Dlaczego organizacja Orange Warsaw Festival 2015 wypadła słabo - Brucevsky - 15 czerwca 2015

Dlaczego organizacja Orange Warsaw Festival 2015 wypadła słabo

W minionych latach w ramach Orange Warsaw Festival na scenie wystąpiły takie muzyczne sławy, jak Kasabian, David Guetta, Kings of Leon, Timbaland, The Offspring czy Nelly Furtado. Festiwal śmiało można nazwać wielkim świętem muzyki, a tegoroczna edycja z Sheppard, Bastille czy Muse zdawała się tylko to potwierdzać. Niestety w parze z genialnym zestawem sław nie szła do tej pory często organizacja. Wydawać by się mogło, że powrót na tor wyścigów konnych na Służewcu, po poprzednich edycjach organizowanych na za ciasnym na takie imprezy stadionie Legii czy kiepskim akustycznie Stadionie Narodowym, przyniesie poprawę także w tej kwestii. Znów jednak organizatorzy dali ciała, sporo odbierając całemu OWF. Co konkretnie nie zagrało?

**Zadanie 1**
Zwróć dosłownie fragment tekstu o Orange Warsaw Festival 2015, który otwierają słowa zawierające "W minionych latach", a zamykają słowa "konkretnie nie zagrało?".
**Zadanie 2**
Podaj każdy wiersz z poniższych danych, w którym występuje słowo "flower". Wielkość liter ma znaczenie.

**Zawartość zbioru danych**
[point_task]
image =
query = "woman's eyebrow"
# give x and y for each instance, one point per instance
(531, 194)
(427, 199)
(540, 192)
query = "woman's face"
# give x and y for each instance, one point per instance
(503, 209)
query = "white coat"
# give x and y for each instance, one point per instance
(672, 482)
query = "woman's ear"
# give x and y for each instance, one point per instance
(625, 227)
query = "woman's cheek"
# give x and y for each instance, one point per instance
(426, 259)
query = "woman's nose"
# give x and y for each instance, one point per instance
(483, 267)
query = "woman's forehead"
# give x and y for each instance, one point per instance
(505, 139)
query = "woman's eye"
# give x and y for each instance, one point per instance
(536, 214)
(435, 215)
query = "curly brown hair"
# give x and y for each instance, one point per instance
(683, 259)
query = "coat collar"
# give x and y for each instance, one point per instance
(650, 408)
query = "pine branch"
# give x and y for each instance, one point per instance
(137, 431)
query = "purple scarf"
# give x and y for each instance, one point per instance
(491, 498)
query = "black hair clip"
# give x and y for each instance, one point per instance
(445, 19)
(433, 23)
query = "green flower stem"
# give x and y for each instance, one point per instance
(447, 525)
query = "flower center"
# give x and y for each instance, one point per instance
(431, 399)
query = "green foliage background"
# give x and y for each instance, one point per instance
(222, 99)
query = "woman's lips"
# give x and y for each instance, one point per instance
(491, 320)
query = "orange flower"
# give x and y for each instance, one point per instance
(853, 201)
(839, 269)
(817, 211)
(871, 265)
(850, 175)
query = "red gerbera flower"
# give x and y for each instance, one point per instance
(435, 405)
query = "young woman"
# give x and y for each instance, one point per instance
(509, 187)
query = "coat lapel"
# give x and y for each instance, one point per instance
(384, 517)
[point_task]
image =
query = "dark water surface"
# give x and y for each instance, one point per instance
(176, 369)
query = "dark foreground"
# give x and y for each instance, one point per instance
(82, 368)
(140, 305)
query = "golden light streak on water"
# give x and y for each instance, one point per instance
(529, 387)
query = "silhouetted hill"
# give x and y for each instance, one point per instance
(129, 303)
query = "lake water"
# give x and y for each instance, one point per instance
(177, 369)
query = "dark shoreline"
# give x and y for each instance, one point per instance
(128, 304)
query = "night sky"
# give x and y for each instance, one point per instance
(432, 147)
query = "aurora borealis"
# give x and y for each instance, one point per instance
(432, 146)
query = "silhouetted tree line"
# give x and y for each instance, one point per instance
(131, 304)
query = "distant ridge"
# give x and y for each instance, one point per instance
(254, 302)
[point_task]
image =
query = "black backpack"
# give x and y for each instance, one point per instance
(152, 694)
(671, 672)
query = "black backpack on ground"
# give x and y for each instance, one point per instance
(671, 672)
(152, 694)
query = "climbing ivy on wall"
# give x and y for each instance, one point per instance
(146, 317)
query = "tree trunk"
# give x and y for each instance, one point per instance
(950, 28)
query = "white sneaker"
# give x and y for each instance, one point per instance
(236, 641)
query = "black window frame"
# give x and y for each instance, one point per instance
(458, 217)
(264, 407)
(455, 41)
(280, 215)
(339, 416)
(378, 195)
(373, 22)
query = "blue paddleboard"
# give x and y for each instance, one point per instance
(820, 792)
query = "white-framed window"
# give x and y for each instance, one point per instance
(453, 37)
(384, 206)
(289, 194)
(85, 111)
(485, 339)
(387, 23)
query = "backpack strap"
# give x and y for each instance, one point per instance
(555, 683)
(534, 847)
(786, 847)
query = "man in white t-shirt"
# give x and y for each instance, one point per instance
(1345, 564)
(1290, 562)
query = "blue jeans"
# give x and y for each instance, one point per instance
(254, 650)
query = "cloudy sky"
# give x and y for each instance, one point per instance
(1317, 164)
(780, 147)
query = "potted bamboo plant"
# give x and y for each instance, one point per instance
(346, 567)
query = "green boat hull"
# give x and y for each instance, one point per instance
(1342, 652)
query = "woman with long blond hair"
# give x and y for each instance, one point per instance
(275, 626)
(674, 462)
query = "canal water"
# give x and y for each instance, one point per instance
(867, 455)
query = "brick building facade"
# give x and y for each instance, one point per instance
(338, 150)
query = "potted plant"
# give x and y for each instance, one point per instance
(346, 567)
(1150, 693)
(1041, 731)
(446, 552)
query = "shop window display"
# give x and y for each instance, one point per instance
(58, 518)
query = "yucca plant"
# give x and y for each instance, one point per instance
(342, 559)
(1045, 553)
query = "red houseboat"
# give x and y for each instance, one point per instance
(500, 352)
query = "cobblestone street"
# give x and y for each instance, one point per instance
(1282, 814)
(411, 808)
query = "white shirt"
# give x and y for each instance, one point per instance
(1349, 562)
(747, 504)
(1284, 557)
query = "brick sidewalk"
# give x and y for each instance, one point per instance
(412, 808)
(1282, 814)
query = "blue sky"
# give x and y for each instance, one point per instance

**Wynik ćwiczenia 1**
W minionych latach w ramach Orange Warsaw Festival na scenie wystąpiły takie muzyczne sławy, jak Kasabian, David Guetta, Kings of Leon, Timbaland, The Offspring czy Nelly Furtado. Festiwal śmiało można nazwać wielkim świętem muzyki, a tegoroczna edycja z Sheppard, Bastille czy Muse zdawała się tylko to potwierdzać. Niestety w parze z genialnym zestawem sław nie szła do tej pory często organizacja. Wydawać by się mogło, że powrót na tor wyścigów konnych na Służewcu, po poprzednich edycjach organizowanych na za ciasnym na takie imprezy stadionie Legii czy kiepskim akustycznie Stadionie Narodowym, przyniesie poprawę także w tej kwestii. Znów jednak organizatorzy dali ciała, sporo odbierając całemu OWF. Co konkretnie nie zagrało?

**Wynik ćwiczenia 2**
query = "green flower stem"
query = "flower center"
query = "orange flower"
query = "red gerbera flower"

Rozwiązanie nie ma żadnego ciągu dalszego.